--- Data provided Enclosed Below ---

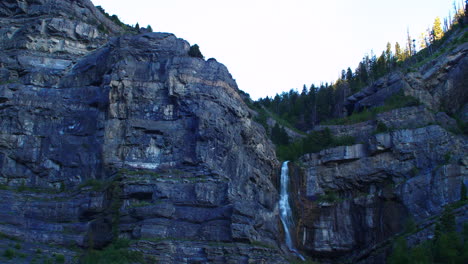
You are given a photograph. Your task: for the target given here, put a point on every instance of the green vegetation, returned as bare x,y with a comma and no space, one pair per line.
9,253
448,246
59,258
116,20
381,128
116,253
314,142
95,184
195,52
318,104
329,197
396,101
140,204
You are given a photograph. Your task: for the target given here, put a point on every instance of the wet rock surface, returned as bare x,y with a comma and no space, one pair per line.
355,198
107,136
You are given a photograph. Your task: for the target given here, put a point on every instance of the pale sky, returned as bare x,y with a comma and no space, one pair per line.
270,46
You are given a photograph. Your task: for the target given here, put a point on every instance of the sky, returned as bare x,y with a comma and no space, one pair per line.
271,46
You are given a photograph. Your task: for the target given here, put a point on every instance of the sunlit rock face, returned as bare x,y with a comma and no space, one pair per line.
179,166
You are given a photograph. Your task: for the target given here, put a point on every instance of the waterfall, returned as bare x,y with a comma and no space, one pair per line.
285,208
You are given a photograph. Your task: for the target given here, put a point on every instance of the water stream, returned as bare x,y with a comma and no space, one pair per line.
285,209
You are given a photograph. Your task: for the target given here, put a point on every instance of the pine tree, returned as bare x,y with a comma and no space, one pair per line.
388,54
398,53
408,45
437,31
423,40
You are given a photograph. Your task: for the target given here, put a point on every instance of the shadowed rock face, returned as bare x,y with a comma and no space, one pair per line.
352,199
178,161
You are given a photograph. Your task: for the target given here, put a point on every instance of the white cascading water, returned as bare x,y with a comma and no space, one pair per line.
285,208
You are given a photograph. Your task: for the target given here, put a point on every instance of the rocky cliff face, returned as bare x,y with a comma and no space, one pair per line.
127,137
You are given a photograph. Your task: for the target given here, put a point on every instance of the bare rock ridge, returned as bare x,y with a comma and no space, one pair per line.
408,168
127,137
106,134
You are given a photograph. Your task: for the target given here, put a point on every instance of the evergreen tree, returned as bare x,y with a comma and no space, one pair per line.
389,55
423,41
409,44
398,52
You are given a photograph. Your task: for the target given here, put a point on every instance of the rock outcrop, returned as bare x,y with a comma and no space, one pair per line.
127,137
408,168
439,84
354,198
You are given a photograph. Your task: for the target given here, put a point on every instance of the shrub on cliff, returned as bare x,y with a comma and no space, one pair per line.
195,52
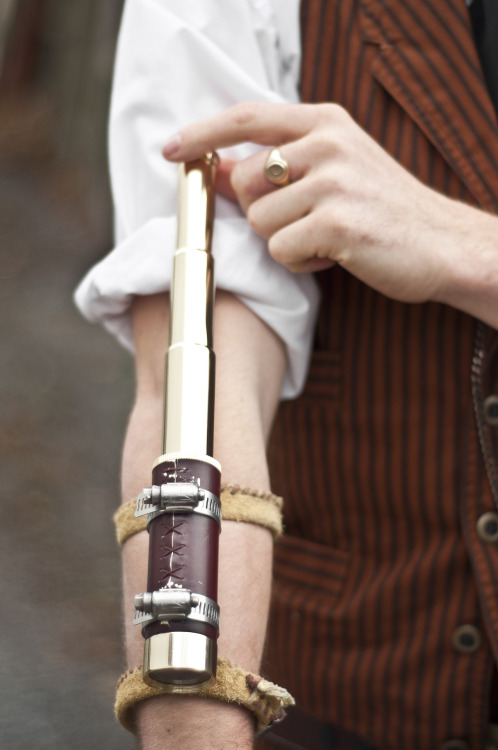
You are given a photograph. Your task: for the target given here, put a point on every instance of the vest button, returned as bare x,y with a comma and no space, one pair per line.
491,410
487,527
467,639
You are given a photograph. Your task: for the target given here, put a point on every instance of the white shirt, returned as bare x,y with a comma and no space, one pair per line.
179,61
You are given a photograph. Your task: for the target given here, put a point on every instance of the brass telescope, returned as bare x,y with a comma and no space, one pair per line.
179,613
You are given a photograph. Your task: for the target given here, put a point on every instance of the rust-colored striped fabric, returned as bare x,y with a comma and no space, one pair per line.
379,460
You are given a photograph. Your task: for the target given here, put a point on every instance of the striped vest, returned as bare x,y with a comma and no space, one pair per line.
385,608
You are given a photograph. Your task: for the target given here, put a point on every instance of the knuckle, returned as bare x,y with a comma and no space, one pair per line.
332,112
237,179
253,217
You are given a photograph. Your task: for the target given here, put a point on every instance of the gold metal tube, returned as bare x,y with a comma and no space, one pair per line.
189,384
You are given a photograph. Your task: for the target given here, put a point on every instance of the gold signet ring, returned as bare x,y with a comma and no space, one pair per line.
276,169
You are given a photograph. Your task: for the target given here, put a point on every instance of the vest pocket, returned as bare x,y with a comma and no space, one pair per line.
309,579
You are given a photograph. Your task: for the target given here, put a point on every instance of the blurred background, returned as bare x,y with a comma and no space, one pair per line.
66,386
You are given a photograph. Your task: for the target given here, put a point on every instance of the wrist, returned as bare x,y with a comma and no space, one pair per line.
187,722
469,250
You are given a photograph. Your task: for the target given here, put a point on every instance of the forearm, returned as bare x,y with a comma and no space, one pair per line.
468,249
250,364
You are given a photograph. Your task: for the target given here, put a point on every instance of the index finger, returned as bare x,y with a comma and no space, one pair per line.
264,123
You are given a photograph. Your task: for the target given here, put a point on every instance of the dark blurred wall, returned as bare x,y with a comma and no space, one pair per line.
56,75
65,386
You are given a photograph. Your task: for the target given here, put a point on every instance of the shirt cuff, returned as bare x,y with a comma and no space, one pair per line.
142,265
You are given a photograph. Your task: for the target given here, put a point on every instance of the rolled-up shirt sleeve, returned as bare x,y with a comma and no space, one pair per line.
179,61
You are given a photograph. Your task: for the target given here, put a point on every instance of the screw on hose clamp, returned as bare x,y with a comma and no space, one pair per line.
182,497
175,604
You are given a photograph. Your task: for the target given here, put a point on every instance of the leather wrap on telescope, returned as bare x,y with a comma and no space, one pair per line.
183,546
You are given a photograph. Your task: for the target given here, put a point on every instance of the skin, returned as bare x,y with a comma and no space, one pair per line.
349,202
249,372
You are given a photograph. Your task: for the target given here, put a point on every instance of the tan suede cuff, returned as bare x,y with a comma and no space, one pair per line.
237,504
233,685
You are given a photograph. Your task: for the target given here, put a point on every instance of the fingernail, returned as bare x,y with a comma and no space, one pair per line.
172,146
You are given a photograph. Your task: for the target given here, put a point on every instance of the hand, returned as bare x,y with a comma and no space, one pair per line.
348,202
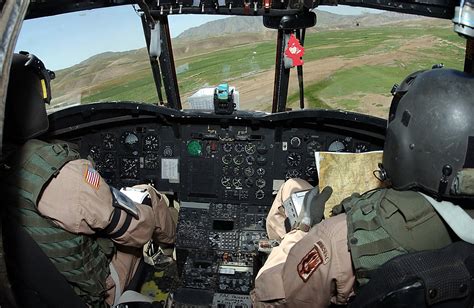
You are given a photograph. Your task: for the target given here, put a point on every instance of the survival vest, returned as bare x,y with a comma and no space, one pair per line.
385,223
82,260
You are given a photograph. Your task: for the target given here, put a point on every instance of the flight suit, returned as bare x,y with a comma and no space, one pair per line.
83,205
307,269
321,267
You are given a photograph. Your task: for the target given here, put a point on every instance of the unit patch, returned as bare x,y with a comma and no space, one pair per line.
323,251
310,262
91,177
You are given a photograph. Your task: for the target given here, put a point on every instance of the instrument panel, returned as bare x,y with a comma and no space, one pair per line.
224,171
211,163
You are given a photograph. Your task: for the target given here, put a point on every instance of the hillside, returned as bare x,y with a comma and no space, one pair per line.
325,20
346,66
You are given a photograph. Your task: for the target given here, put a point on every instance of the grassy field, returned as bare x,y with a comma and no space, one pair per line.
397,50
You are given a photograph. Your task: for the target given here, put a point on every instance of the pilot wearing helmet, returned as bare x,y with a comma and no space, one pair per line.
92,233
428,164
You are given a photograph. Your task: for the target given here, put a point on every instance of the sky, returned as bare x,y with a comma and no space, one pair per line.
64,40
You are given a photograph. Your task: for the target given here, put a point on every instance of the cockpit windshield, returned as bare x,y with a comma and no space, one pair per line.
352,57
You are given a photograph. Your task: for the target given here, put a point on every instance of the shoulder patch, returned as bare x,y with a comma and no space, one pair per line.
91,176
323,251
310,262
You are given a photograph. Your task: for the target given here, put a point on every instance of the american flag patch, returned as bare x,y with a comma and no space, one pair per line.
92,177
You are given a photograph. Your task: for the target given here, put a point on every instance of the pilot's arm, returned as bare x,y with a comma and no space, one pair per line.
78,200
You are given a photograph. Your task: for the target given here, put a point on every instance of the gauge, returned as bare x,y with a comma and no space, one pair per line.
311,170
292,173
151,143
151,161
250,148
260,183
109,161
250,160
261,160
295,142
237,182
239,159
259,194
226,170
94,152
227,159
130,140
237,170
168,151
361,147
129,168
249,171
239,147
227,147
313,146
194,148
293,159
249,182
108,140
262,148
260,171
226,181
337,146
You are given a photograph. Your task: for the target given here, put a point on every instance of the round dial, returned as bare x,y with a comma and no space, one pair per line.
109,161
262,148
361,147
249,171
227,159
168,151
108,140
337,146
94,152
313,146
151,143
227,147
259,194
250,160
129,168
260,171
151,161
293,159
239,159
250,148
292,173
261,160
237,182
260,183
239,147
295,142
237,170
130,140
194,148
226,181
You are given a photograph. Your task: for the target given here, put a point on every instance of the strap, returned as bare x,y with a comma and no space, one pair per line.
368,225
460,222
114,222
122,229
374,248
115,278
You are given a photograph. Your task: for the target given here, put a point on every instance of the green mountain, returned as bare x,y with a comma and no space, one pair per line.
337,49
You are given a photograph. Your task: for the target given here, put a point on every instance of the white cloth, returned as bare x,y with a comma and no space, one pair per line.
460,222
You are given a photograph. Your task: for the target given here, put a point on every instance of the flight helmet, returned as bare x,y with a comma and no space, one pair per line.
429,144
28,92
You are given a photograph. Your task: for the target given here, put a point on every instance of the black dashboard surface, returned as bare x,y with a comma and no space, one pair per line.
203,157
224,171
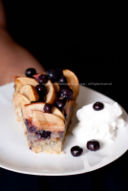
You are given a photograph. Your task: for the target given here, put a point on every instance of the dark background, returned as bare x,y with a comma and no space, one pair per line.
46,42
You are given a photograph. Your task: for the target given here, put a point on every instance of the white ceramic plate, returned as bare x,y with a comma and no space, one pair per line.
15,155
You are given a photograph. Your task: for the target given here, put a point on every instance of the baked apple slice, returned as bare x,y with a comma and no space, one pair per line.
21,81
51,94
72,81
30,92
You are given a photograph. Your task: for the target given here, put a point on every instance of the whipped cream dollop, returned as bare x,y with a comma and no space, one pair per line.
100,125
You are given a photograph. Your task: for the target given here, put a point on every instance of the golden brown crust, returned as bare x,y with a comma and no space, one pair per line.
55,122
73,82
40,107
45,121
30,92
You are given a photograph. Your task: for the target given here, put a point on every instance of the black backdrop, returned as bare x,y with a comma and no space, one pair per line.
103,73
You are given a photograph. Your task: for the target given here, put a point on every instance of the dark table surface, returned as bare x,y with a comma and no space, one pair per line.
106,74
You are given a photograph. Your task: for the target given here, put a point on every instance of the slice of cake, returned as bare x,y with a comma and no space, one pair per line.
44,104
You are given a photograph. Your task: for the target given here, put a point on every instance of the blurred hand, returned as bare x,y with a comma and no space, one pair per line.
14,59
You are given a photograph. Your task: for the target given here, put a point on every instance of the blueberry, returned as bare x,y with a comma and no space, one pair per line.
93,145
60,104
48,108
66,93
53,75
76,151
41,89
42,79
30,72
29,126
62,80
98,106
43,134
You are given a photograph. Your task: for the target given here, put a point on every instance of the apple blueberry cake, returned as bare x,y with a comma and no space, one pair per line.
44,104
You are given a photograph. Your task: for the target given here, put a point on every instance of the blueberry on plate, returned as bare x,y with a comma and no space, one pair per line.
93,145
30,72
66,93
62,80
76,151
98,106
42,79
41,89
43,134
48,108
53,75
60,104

--- End of Enclosed Data provided ---

Would you transcribe, unchanged, every line of the material from the one containing "of the apple" to the very end, including both, and nothing else?

You are given a photograph. Your task: for the target given here, put a point on every instance of the apple blueberry cake, returned as bare x,y with a comma and no space, one pair per line.
44,104
You are given a photograph. Your task: for the target given here, put a point on every instance of the blueberry on plate, returned as bare x,y with a comma and no space, one pair per line.
93,145
30,72
66,93
62,80
76,151
98,106
42,79
41,89
43,134
48,108
53,75
60,104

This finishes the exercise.